Resume feeding with a normal diet when vomiting has stopped. Continue breastfeeding infants and young children.

Malnutrition after infection is not a major problem, as it is after infection with Shigella species or rotavirus diarrhea. The catabolic cost of the infection is relatively low, anorexia is neither profound nor persistent, and intestinal enzyme activity remains intact after infection; hence, intestinal absorption of nutrients is near normal.

There is no reason to withhold food from cholera patients.


The current response to cholera outbreaks tends to be reactive, in the form of an emergency response. Although this approach prevents many deaths, it fails to prevent cases of cholera.

Rapid identification of cases in children and adults and prompt treatment will limit further spread of the disease. Water can be made safer to drink by boiling or adding chlorine, although both methods are expensive and difficult to implement during epidemics.

Sensitive surveillance and prompt reporting contribute to the rapid containment of cholera epidemics. In many endemic countries, cholera is a seasonal disease, occurring every year usually during the rainy season. Surveillance systems can provide an early alert to outbreaks, which should lead to a coordinated response and assist in the preparation of preparedness plans.

A multisectoral and coordinated approach is paramount to efficiently control a cholera outbreak. Key sectors to be involved are health, water and sanitation, fishery and agriculture, and education.

Cholera is usually transmitted through fecally contaminated water or food. Outbreaks can occur sporadically in any part of the world where water supply, sanitation, food safety, and hygiene are inadequate. WHO recommends improvements in water supply and sanitation as the most sustainable approach for protecting against cholera and other waterborne epidemic diarrheal diseases. However, such an approach is unrealistic for the many impoverished populations most affected by cholera.

Outbreaks can be mitigated and case-fatality rates can be reduced by means of several other measures, many of which are suitable for community participation. Human behaviors related to personal hygiene and food preparation contribute greatly to the occurrence and severity of outbreaks. Education on specific hygiene practices is important in the prevention of cholera.


Difficulties in implementing public health and personal preventive practices have stimulated the century-long search for vaccines. Experience with the parenteral vaccine has been disappointing. Because of a better understanding of the immune response to natural infection, researchers now know that the oral route of administration is better.

Cholera vaccination is no longer officially required for any international traveler, and the International Certificate of Vaccination no longer provides a special section for recording cholera immunization. The risk of an international traveler from a developed country contracting cholera is small (1 case in 500,000 travelers). WHO has identified 3 oral vaccines. These are available in some countries but are used mainly by travelers.

▸ **Data listing**:

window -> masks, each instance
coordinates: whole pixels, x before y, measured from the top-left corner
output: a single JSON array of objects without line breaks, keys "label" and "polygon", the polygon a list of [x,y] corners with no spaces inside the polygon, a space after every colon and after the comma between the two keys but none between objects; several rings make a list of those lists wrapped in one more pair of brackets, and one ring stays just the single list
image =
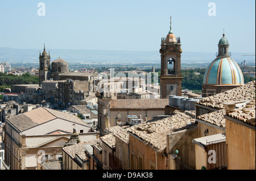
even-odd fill
[{"label": "window", "polygon": [[175,60],[170,58],[168,60],[168,74],[175,74]]},{"label": "window", "polygon": [[139,170],[143,170],[143,155],[139,151],[138,151],[138,167]]},{"label": "window", "polygon": [[134,156],[134,152],[132,150],[130,151],[130,169],[131,170],[135,170],[136,169],[135,167],[135,157]]},{"label": "window", "polygon": [[131,154],[131,169],[134,169],[134,155]]},{"label": "window", "polygon": [[156,165],[155,162],[153,162],[152,160],[150,159],[150,170],[155,170]]},{"label": "window", "polygon": [[222,48],[222,54],[225,54],[226,53],[226,48],[223,47]]}]

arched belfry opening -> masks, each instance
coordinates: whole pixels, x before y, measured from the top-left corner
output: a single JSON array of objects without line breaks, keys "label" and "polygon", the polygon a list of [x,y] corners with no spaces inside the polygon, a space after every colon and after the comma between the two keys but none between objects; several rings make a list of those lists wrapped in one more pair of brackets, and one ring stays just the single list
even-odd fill
[{"label": "arched belfry opening", "polygon": [[181,96],[180,38],[176,37],[170,29],[166,37],[161,39],[161,73],[160,75],[160,98],[168,99],[170,95]]},{"label": "arched belfry opening", "polygon": [[173,58],[168,59],[168,74],[175,74],[175,60]]}]

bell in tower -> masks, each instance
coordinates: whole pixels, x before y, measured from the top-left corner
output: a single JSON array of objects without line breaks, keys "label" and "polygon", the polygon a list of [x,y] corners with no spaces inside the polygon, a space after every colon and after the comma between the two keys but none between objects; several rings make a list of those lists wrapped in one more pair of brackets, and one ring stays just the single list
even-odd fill
[{"label": "bell in tower", "polygon": [[51,57],[46,51],[44,45],[44,51],[39,53],[39,86],[42,82],[47,80],[51,76]]},{"label": "bell in tower", "polygon": [[170,30],[166,37],[161,39],[161,73],[160,76],[160,96],[168,99],[169,95],[181,96],[180,38],[176,37],[172,30],[171,16]]}]

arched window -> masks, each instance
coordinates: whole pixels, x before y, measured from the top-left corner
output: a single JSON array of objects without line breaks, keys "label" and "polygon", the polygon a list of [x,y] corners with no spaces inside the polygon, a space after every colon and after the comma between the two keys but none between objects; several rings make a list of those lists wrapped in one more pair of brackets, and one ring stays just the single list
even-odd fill
[{"label": "arched window", "polygon": [[226,54],[226,48],[225,47],[222,48],[222,54]]},{"label": "arched window", "polygon": [[172,58],[168,60],[168,74],[175,74],[175,60]]}]

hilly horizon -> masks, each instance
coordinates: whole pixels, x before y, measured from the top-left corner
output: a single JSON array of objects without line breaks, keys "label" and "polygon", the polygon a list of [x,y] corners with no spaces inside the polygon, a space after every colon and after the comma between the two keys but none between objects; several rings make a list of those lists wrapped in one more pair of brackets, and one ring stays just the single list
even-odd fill
[{"label": "hilly horizon", "polygon": [[[0,48],[0,62],[26,62],[38,64],[39,51],[38,49],[17,49]],[[69,62],[84,64],[108,63],[160,63],[160,55],[156,51],[105,50],[89,49],[47,49],[49,51],[51,61],[59,57]],[[185,64],[209,63],[216,58],[216,52],[183,52],[181,61]],[[246,56],[243,56],[246,55]],[[250,55],[250,56],[248,56]],[[246,63],[255,64],[255,53],[232,53],[231,57],[237,63],[244,60]]]}]

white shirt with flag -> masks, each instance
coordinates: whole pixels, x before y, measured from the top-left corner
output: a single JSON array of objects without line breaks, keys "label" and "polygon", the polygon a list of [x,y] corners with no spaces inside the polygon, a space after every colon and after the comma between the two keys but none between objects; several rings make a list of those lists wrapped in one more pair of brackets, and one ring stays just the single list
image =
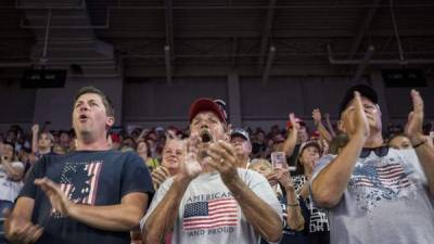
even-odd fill
[{"label": "white shirt with flag", "polygon": [[[281,206],[268,181],[253,170],[238,169],[238,172],[246,185],[281,217]],[[148,214],[140,221],[141,228],[173,182],[170,178],[159,187]],[[173,233],[173,244],[259,243],[259,235],[247,222],[218,172],[200,175],[190,182],[181,200]]]},{"label": "white shirt with flag", "polygon": [[[333,158],[318,162],[314,179]],[[434,243],[434,200],[414,150],[358,158],[329,221],[334,244]]]}]

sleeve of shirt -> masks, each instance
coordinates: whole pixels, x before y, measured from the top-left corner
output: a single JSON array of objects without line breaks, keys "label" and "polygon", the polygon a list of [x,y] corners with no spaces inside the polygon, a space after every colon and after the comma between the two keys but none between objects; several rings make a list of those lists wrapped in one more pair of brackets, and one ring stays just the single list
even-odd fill
[{"label": "sleeve of shirt", "polygon": [[312,195],[311,192],[311,183],[314,182],[315,178],[317,178],[318,174],[326,168],[326,166],[328,166],[334,158],[336,157],[336,155],[332,155],[332,154],[327,154],[323,155],[321,158],[319,158],[318,163],[314,166],[314,172],[312,172],[312,179],[310,180],[310,184],[309,184],[309,195],[311,201],[311,204],[314,207],[318,207],[317,203],[315,202],[315,197]]},{"label": "sleeve of shirt", "polygon": [[123,168],[120,194],[125,196],[131,192],[148,193],[150,198],[154,193],[151,176],[141,157],[136,153],[127,153],[127,162]]},{"label": "sleeve of shirt", "polygon": [[[391,151],[395,151],[391,149]],[[427,187],[427,178],[425,171],[423,171],[422,165],[420,164],[418,154],[413,149],[398,150],[399,156],[403,158],[403,166],[406,175],[409,179],[416,182],[421,182]],[[392,152],[391,152],[392,153]]]},{"label": "sleeve of shirt", "polygon": [[242,175],[245,175],[244,181],[248,185],[248,188],[257,196],[259,196],[259,198],[271,206],[272,209],[275,209],[275,211],[279,215],[280,220],[283,222],[282,206],[280,205],[275,190],[272,190],[267,179],[263,175],[250,169],[239,169],[239,175],[241,177],[243,177]]},{"label": "sleeve of shirt", "polygon": [[47,168],[47,158],[46,156],[41,157],[38,162],[35,163],[34,167],[31,167],[27,177],[24,180],[24,187],[20,192],[18,198],[22,196],[35,198],[37,187],[34,183],[35,179],[42,178],[44,176],[44,169]]},{"label": "sleeve of shirt", "polygon": [[163,197],[169,191],[171,183],[174,183],[174,178],[169,178],[165,180],[155,192],[154,197],[152,198],[151,206],[146,211],[146,215],[140,220],[140,231],[143,230],[144,223],[146,222],[150,215],[155,210],[156,206],[158,206],[159,202],[162,202]]}]

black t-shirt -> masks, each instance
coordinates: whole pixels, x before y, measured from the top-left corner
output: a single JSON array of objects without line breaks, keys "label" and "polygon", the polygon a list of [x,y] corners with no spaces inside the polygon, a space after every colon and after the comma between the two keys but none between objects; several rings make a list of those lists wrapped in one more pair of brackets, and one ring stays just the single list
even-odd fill
[{"label": "black t-shirt", "polygon": [[117,151],[78,151],[63,156],[43,156],[36,163],[20,194],[35,200],[31,221],[43,227],[38,244],[129,244],[128,231],[99,230],[61,216],[46,194],[34,184],[47,177],[58,183],[71,201],[106,206],[120,204],[131,192],[148,193],[152,198],[150,174],[136,153]]},{"label": "black t-shirt", "polygon": [[302,146],[302,144],[296,144],[294,146],[294,152],[292,153],[292,155],[286,157],[286,163],[289,166],[297,166],[297,162],[295,162],[295,160],[297,159],[298,151],[299,151],[301,146]]},{"label": "black t-shirt", "polygon": [[[304,201],[299,197],[298,198],[298,204],[299,207],[302,208],[302,215],[303,218],[305,219],[305,228],[302,231],[294,231],[291,230],[290,227],[288,226],[286,222],[286,196],[284,195],[279,195],[278,200],[280,202],[280,205],[282,206],[282,216],[283,216],[283,230],[282,230],[282,239],[280,240],[280,244],[307,244],[307,234],[309,232],[309,210],[307,209]],[[269,244],[267,241],[264,239],[260,239],[260,244]]]}]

▸ **Exercise goal**:
Duplicate the part of the cholera text from "There is no" up to and including "implement during epidemics.".

▸ **Task solution**:
There is no reason to withhold food from cholera patients.


The current response to cholera outbreaks tends to be reactive, in the form of an emergency response. Although this approach prevents many deaths, it fails to prevent cases of cholera.

Rapid identification of cases in children and adults and prompt treatment will limit further spread of the disease. Water can be made safer to drink by boiling or adding chlorine, although both methods are expensive and difficult to implement during epidemics.